= Aufgabe 1 =
Entscheide anhand des folgenden Auszugs über das Tintenfischangeln auf den Kanaren, ob die Aussagen zutreffen: (a) Ein Kraken von einem Kilo ist meist älter als ein Jahr. (b) Man sollte meist Wurfweiten von mindestens 10 Metern anpeilen. (c) Im Beitrag vom 29. April 2017 wird berichtet, dass im Dunkeln Muränen gefangen wurden. Beantworte jede Aussage mit Ja oder Nein und führe die entscheidenden Worte des Textes wörtlich an.

━━━━━ Auszug ━━━━━

Ein Kraken von nem Kilo ist meist kein Jahr alt^^ gehen eh nach 2,5 max. 3 Jahren ein und dienen ihrer Brut als erstes Futter...
lg


----------



## Lionfish (29. April 2017)

*AW: Squid jigging Kanaren - welche (meiner) Ruten ist am besten?*

Also es gibt dort Bereiche wo die Felsen ganz seicht ins Wasser abfallen, und es gibt Spots wo du direkt vom Ufer aus auf 20 Meter Wassertiefe kommst. Meistens sollte man Wurfweiten nicht unter 10 Meter anpeilen, weil man sonst Gefahr läuft dass eine Pose zu schnell abgetrieben wird oder sich ein Grundblei im Uferbereich verfängt.


Als ich die letzten Male dort war, war ich gewohnheitsmässig eher ein Abend-Angler. Tagsüber die Insel angeguckt, und dann abends nach dem Abendessen im Hotel Sachen ins Auto gepackt und los zu nem schönen Angelplatz... 

Die Abend-Zeit scheint da allgemein recht "fängig" zu sein... hab dort im dunkeln so Sachen wie ne kapitale Geissbrasse und Muränen gefangen und so. Aber das ist ein anderes Thema...


----------

━━━━━

= Aufgabe 2 =
Gib aus den Datenzeilen unten alle Zeilen unverändert wieder, vom Beginn der Datenzeilen bis einschließlich der Zeile, die „M262 135L256 142L254“ enthält.

━━━━━ Datenzeilen ━━━━━

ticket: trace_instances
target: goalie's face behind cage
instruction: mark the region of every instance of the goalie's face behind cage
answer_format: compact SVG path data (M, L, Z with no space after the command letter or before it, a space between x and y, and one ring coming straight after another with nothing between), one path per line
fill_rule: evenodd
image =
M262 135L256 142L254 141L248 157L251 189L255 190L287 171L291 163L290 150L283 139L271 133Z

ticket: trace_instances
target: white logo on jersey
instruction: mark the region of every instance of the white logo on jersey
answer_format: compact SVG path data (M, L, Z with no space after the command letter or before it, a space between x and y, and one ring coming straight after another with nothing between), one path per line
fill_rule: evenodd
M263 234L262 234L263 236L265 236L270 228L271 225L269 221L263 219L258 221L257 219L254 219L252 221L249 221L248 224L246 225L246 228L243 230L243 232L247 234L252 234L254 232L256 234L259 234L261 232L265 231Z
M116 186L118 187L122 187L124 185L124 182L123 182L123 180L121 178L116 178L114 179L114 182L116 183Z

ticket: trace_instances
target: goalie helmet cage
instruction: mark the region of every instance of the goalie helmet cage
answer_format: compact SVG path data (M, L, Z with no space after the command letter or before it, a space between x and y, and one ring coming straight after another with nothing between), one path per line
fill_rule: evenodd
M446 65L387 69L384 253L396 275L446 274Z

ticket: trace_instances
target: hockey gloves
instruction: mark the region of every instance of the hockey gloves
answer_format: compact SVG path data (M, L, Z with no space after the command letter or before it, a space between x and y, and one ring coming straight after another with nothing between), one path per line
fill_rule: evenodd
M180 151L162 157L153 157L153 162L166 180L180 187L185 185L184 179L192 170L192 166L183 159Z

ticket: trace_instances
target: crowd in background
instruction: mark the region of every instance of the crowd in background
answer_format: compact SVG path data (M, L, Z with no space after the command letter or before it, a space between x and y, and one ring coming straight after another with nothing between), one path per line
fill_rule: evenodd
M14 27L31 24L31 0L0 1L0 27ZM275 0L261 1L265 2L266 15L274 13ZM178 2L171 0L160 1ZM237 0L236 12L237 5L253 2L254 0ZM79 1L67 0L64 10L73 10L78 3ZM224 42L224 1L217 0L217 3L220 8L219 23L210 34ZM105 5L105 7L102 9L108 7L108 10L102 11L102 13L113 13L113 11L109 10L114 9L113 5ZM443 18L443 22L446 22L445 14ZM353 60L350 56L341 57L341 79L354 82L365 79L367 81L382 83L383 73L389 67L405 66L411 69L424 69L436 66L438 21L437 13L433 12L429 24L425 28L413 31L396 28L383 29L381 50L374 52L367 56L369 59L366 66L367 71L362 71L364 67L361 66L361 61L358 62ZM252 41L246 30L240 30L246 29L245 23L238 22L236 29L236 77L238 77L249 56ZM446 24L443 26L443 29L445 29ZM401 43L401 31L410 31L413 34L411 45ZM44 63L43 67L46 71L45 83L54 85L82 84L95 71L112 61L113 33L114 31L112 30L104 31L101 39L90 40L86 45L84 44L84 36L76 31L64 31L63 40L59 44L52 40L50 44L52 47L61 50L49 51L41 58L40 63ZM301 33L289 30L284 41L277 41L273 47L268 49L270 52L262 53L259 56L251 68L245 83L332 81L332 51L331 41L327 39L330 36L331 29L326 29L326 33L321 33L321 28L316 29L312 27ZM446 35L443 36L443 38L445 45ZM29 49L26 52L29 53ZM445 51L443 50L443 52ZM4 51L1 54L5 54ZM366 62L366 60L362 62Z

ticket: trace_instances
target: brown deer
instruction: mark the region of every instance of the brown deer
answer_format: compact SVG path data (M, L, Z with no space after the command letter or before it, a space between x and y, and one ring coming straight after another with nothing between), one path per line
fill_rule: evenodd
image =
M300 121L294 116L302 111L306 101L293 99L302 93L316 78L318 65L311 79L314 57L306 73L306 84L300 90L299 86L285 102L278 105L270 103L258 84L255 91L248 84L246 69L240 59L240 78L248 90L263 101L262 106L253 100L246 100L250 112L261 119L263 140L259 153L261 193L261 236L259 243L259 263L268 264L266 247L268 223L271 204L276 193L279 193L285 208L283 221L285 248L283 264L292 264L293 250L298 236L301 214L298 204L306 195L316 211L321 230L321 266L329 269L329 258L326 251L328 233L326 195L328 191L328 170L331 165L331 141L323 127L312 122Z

━━━━━

= Lösung 1 =
(a) Nein: „Ein Kraken von nem Kilo ist meist kein Jahr alt“
(b) Ja: „Meistens sollte man Wurfweiten nicht unter 10 Meter anpeilen“
(c) Ja: „hab dort im dunkeln so Sachen wie ne kapitale Geissbrasse und Muränen gefangen“

= Lösung 2 =
ticket: trace_instances
target: goalie's face behind cage
instruction: mark the region of every instance of the goalie's face behind cage
answer_format: compact SVG path data (M, L, Z with no space after the command letter or before it, a space between x and y, and one ring coming straight after another with nothing between), one path per line
fill_rule: evenodd
image =
M262 135L256 142L254 141L248 157L251 189L255 190L287 171L291 163L290 150L283 139L271 133Z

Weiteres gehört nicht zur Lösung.